(To be done): Please rewrite the records as a two-column Markdown table headed Row and Line, starting at the line that contains "Thanks for the photo. Could you please mark the side window" and ending at the last line of the records. Give only those lines, one per row, and leave out blank lines and the pictures.

(Extracted material):

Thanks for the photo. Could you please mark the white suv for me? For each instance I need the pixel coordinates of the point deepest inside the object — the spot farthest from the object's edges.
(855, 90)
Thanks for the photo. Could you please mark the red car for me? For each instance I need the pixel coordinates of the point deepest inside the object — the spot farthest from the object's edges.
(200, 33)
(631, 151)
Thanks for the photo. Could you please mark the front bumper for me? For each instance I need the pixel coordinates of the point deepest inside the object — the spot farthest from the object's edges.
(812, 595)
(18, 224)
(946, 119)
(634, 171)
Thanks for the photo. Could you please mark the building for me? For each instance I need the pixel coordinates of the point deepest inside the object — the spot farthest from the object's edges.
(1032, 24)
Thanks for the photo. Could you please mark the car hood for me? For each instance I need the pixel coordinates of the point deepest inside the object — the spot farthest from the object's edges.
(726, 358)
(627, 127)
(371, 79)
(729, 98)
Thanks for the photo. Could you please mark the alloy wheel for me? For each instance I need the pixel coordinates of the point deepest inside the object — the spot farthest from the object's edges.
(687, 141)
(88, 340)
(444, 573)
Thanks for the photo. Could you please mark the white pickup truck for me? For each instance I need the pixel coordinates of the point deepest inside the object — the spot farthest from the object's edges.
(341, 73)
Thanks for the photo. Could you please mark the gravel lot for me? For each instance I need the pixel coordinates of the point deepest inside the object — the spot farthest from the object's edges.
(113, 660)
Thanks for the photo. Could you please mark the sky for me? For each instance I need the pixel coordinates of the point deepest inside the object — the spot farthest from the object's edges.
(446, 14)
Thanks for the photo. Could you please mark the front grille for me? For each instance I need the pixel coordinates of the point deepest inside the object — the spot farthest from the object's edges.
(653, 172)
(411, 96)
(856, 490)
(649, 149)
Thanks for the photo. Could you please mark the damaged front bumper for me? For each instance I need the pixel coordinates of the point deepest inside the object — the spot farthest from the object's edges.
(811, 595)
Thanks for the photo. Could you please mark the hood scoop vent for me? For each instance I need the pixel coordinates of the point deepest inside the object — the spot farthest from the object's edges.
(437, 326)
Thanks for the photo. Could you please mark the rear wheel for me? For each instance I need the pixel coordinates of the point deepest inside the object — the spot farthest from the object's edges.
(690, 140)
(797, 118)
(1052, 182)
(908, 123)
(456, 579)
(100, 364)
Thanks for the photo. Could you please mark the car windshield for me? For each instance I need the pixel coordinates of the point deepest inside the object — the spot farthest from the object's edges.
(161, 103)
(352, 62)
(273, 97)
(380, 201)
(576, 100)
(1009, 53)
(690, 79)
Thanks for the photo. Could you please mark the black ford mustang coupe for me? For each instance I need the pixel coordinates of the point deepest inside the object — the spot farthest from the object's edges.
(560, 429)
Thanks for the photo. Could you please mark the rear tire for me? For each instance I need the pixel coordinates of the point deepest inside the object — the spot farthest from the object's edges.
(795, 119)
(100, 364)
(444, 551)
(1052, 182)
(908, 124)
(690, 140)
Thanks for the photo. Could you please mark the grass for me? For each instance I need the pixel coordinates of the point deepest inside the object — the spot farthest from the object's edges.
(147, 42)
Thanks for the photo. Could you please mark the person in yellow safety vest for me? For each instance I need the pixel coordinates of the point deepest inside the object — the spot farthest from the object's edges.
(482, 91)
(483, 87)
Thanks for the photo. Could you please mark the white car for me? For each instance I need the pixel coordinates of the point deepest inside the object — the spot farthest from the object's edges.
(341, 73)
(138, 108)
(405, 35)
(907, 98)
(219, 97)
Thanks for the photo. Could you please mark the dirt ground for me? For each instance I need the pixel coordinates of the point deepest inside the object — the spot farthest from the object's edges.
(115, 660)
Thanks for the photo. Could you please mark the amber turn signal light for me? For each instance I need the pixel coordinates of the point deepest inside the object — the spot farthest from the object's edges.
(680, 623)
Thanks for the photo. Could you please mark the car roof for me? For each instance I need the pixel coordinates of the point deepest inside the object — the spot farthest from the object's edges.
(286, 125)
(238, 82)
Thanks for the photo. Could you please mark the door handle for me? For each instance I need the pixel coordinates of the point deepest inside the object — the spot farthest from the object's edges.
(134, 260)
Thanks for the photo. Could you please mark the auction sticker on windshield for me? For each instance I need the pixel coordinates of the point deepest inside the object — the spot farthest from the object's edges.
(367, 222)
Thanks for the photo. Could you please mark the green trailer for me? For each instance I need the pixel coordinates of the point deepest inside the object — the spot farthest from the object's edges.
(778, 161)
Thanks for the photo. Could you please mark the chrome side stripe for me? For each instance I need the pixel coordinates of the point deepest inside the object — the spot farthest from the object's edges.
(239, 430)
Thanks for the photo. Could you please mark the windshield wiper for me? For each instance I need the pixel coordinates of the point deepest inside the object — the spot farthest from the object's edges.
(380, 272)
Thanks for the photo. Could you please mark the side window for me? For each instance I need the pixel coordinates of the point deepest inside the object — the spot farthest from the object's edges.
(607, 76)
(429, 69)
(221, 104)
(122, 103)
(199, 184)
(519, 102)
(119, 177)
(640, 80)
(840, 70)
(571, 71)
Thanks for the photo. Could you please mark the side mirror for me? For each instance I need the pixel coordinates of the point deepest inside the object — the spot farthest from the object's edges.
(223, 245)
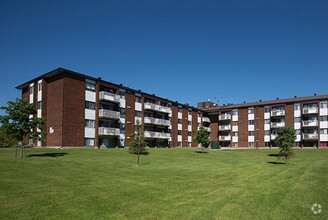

(Result):
| Row | Line |
|---|---|
| 1 | Thanks for the photo. Could you please mark the side window for me? For each instance I need the pixel coordinates of the point deepest inside the object — the spot farthest from the object's edges. |
| 2 | (607, 76) |
| 3 | (429, 69) |
| 4 | (221, 104) |
| 5 | (122, 103) |
| 6 | (199, 184) |
| 7 | (519, 102) |
| 8 | (119, 177) |
| 9 | (640, 80) |
| 10 | (840, 70) |
| 11 | (571, 71) |
| 12 | Thanks for the photo. Could you please mark the side mirror for me? For each instance I need the pixel coordinates of the point deepest inside the object — the spot farthest from the object's edges. |
| 13 | (223, 245) |